▶ **DATASET RECORDS**
════════
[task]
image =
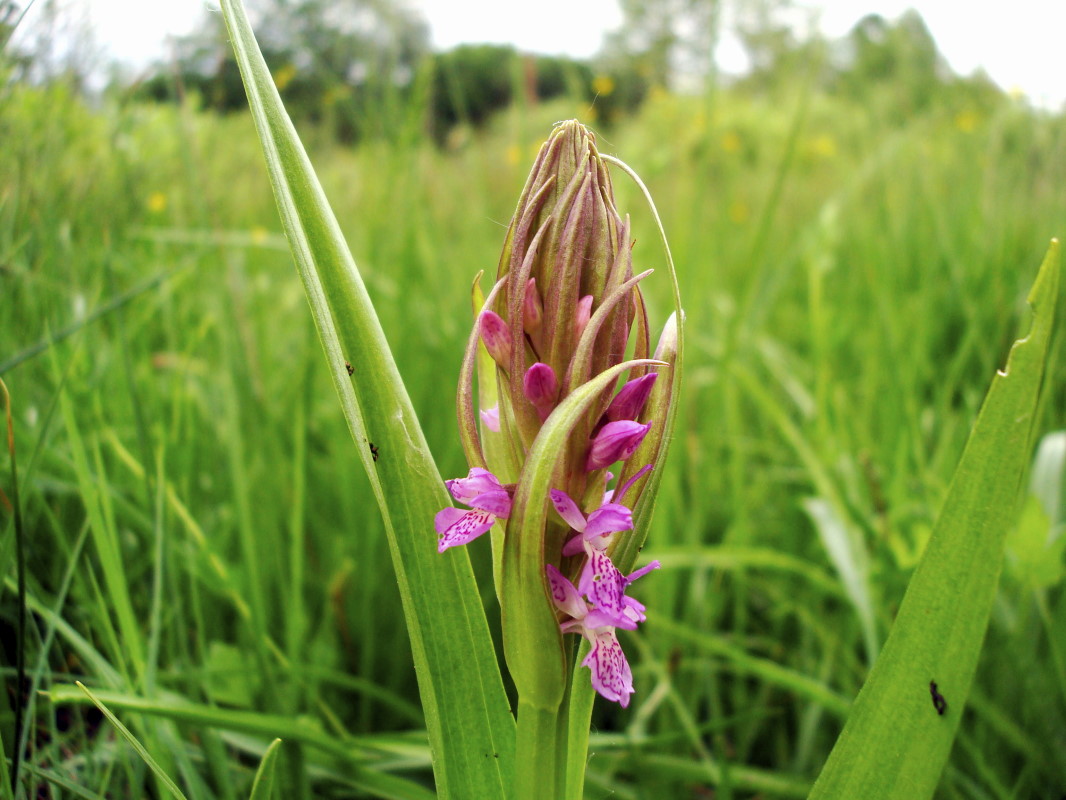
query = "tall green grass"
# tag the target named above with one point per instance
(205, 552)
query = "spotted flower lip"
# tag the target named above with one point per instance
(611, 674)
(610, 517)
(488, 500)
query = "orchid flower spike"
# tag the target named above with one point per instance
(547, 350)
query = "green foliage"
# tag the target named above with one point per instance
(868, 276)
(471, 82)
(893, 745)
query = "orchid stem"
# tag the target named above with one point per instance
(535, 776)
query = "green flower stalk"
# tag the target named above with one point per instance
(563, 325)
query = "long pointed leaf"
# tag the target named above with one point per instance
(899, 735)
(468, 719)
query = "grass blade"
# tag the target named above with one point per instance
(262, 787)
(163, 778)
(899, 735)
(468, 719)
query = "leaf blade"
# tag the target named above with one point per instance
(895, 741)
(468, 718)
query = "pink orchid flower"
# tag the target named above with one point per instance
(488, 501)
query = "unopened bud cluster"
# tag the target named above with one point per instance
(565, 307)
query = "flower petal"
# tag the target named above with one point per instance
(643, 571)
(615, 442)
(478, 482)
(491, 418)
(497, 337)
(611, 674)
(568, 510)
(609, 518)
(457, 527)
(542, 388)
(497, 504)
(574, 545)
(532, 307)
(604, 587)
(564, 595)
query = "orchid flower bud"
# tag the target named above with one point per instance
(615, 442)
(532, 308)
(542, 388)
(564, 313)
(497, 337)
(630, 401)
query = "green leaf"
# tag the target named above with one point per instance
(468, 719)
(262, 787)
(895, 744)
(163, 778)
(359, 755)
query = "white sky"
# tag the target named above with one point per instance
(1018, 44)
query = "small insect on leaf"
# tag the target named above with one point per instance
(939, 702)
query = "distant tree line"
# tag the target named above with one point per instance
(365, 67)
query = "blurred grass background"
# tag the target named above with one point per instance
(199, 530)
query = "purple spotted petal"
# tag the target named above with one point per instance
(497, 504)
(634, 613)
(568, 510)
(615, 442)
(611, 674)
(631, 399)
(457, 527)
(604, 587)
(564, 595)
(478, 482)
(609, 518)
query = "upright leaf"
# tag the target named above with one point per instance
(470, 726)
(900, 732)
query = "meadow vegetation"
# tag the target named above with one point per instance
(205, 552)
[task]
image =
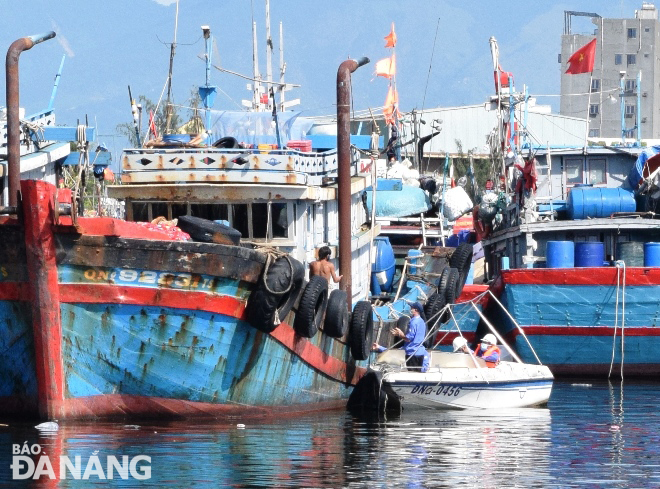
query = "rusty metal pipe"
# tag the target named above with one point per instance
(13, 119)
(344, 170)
════════
▶ **PROBLEM TO SOLVE**
Please tally the lines above that include the word "petal" and answer with the number by itself.

▶ **WRITTEN RESPONSE**
2